Start of Data for processing

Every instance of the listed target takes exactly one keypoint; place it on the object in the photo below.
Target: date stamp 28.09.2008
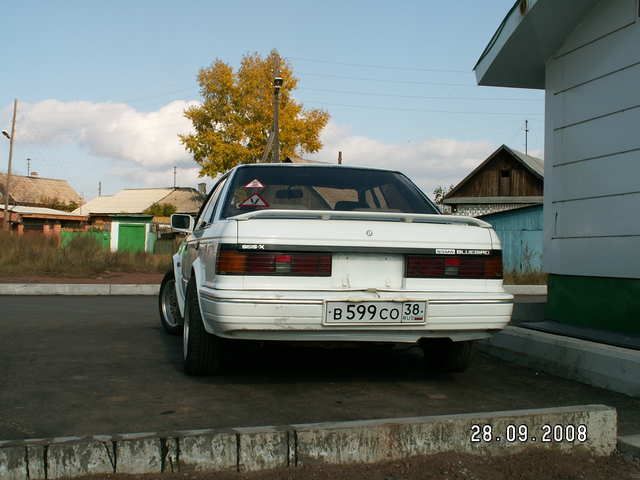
(514, 433)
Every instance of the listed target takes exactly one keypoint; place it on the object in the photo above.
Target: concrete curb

End of Data for processing

Where a line of the entries contains "Every", report that line.

Every instance of the listed target takes exactly one keypoint; place it on the object in the photo below.
Every instance of the listed target takes exactly one keypoint; place it on the object in the photo above.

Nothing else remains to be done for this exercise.